== Tarea 1 ==
Responde, a partir del texto sobre Roma y los pueblos itálicos:
(a) ¿De qué maneras integró Roma a los demás pueblos itálicos?
(b) ¿Tras la caída de qué ciudad emprendió el Senado romano campañas por casi todo el Mediterráneo?
(c) ¿Qué tema de carácter político acabó focalizando las quejas de la cuestión itálica?
== Tarea 2 ==
Prosigue el texto sobre Roma y la cuestión itálica desde su última oración.

== Texto ==
□ □ □ □ □ □ □

Muchas veces nos ha llegado la impresión de que la antigua ciudad de Roma se convirtió en un gran imperio por medio de las grandes conquistas que protagonizó a sus enemigos externos: cartagineses, galos, íberos, macedonios, germanos, etc. De igual forma que la idea de Roma que tenemos no queda limitada exclusivamente a la Ciudad Eterna, sino que Roma incluía en realidad un genérico que era toda la península italiana. Pero para que la ciudad de Roma pudiera alcanzar lo que posteriormente fue, no podía conseguirlo exclusivamente con sus habitantes, sus tierras y su propia riqueza. Para lograrlo, Roma primero integró a los demás pueblos itálicos. Algunos por las armas, otros por medio de pactos y alianzas, pero el resultado fue una confederación de pueblos que participaron activamente en el engrandecimiento de Roma, liderada por sus élites dirigentes.

Tras la caída de Cartago, el Senado romano se embarcó en una serie de campañas militares que extendieron el dominio de Roma por casi todo el Mediterráneo, y en esas empresas militares participaron activamente todas las regiones de Italia. Aportando hombres para el ejército y recursos con los que sufragar las expediciones. Colaboraron en el crecimiento y recibieron inicialmente los beneficios que se derivaban de formar parte de una empresa común. Sin embargo, no todo lo que aportó la expansión imperialista a Roma fue positivo. A finales del siglo II a.C., se evidencia una situación de crisis que afectó a varias esferas: política (luchas de intereses entre las distintas facciones del Senado), económicas (empobrecimiento de los campesinos, falta de tierras), sociales y culturales. En este contexto volvió a tomar cuerpo un aspecto que mientras la riqueza de las conquistas fluía, había quedado adormecido: la cuestión itálica. Desde distintas regiones de la península resurgió una antigua demanda donde se reclamaba que se sentían injustamente tratados por las decisiones del Senado y exigían una forma mejor de beneficiarse de la pertenencia a un imperio tan extenso y temido como el romano. Aunque fue un tema de carácter político el que acabó focalizando las quejas, la eliminación de la distinción entre ciudadanos romanos y ciudadanos itálicos, fueron sin embargo las demandas económicas las que realmente movilizaban a buena parte de los territorios que se sumaban a estas peticiones de solución.

□ □ □ □ □ □ □

== Registros ==

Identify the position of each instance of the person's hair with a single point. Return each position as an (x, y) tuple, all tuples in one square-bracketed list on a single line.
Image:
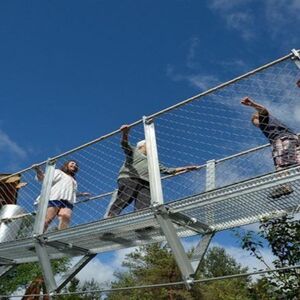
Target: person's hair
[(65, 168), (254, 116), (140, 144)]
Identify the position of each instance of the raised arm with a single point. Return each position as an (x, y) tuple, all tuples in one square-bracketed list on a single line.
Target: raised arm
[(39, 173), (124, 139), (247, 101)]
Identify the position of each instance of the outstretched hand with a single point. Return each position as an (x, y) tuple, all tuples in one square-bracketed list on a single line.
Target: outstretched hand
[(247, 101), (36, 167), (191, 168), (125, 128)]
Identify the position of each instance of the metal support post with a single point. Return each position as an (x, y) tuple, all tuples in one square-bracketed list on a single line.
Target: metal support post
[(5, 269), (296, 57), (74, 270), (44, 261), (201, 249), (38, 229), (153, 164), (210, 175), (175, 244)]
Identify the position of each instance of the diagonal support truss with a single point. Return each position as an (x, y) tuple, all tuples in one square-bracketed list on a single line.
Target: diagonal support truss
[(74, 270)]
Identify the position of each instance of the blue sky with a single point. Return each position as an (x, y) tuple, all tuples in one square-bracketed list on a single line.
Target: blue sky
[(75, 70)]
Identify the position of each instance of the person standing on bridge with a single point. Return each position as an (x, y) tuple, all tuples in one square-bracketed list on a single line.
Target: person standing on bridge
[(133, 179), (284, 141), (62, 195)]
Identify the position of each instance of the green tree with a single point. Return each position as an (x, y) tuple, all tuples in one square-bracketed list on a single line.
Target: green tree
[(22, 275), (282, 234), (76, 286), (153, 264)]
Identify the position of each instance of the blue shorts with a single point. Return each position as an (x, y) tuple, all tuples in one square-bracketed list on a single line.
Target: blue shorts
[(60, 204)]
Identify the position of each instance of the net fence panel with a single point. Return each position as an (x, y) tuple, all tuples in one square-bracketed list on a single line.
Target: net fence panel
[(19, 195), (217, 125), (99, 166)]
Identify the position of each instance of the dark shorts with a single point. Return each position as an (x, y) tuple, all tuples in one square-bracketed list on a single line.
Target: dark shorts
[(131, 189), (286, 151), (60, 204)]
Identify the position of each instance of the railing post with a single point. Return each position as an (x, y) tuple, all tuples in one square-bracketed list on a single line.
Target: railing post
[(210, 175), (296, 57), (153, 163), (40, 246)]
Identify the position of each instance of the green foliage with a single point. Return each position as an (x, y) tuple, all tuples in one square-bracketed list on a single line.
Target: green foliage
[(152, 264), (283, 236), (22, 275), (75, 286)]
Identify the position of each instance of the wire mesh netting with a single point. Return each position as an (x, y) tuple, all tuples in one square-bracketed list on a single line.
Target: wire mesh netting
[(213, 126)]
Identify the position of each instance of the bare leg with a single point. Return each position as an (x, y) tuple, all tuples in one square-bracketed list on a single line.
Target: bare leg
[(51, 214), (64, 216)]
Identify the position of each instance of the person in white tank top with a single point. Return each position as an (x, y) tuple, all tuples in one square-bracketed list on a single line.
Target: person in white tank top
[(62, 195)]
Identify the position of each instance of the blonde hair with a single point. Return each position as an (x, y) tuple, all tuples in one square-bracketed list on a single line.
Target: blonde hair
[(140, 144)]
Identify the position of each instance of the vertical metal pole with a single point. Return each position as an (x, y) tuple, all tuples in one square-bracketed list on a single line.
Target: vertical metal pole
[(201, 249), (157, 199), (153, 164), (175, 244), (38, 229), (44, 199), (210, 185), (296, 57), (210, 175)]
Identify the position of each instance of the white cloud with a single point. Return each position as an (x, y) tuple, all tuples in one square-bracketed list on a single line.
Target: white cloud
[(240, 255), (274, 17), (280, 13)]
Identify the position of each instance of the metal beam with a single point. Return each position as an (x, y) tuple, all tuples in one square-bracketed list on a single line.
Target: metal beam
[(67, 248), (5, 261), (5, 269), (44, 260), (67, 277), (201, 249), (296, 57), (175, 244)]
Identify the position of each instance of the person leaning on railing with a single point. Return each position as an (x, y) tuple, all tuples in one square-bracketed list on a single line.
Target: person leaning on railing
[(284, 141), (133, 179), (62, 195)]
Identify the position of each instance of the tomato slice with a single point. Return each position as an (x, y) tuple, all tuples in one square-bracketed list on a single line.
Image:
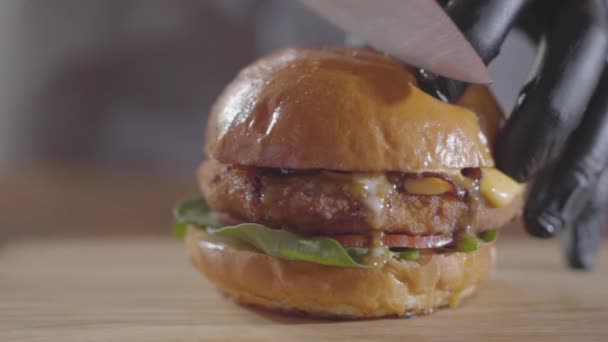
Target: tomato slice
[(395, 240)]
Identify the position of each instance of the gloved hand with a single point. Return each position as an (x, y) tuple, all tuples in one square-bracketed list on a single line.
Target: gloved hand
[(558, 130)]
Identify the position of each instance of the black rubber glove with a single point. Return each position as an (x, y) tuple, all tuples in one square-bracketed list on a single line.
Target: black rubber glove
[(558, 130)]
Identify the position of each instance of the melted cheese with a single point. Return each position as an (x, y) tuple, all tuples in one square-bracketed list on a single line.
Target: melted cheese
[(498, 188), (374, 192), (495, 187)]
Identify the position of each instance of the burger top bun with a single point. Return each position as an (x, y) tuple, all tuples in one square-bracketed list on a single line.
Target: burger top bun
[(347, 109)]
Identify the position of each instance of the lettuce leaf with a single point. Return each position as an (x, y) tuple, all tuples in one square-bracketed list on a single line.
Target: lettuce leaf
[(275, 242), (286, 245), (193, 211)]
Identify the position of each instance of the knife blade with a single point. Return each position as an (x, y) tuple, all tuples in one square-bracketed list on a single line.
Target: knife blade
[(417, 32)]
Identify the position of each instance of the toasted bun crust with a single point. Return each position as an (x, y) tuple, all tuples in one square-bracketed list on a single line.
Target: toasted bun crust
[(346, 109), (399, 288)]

□ □ □ □ □ □ □

== Respuesta 1 ==
(a) Algunos por las armas y otros por medio de pactos y alianzas.
(b) Tras la caída de Cartago.
(c) La eliminación de la distinción entre ciudadanos romanos y ciudadanos itálicos.

== Respuesta 2 ==
Desde Roma se miró con condescendencia esta cuestión itálica. Afianzados en la seguridad de ser poseedores del poder político y militar, entendían que no había nada que ceder a esas reivindicaciones. Y así había ido creciendo un sentimiento genuino de demanda, que finalmente desembocó en el estallido de una revuelta militar abierta. Primero en el noreste y luego por otras regiones de Italia, los aliados de Roma, los conocidos como “socii” (socios) se enfrentaron abiertamente al Senado, frustrados por no encontrar sino a través de las armas, la única forma de cambiar su situación. Romper con Roma, fundar su propia república llamada Italia con capital en la ciudad de Corfina. Del 90 al 88 a.C., Roma tuvo que enviar expediciones militares para recuperar por las armas el control del territorio itálico sublevado. Tuvo que compensar a los aliados que permanecieron fieles y castigar a los que no se rindieron a tiempo.

Este periodo de la historia de Roma se conoce como la Guerra Social, aunque también se la describe como Guerra Itálica. El cortoplacismo de los dirigentes del Senado, les llevó a no ser capaces de contemplar la viabilidad o justeza de las demandas. La cerrazón a contemplar alguna solución a la cuestión itálica supuso incluso que se asesinara en la calle a algún tribuno que como Marco Livio Druso osó plantear la necesidad de conceder la ciudadanía a todos los itálicos. La guerra encumbró la carrera de políticos como Sila y Pompeyo que posteriormente protagonizaron respectivas guerras civiles en Roma. Pero lo más lamentable de todo este episodio de la Guerra Social romana es que tras el conflicto, se aprobaron varias leyes que sancionaban todas las demandas que habían llevado a los aliados a la guerra. La Ley Plaucia Papiria del año 89 a. C. concedía la ciudadanía a cualquier itálico, incluso sublevado, que se hiciese inscribir en los registros del pretorio en un plazo de dos meses, y otra posterior alcanzó incluso a los habitantes del sur de la Galia. Como concluía el historiador romano Veleyo Patérculo, concediendo la ciudadanía (recipiendo in civitatem), fue como Roma se aseguró primero el respaldo de los que no se sublevaron y luego de los restantes. Hizo falta una guerra, hizo falta que el conflicto explotase en la cara del Senado romano para que finalmente se hicieran las reformas demandadas por un conjunto importante de la población, que inicialmente no buscaban separarse de Roma, sino redefinir su estatus dentro del proyecto común.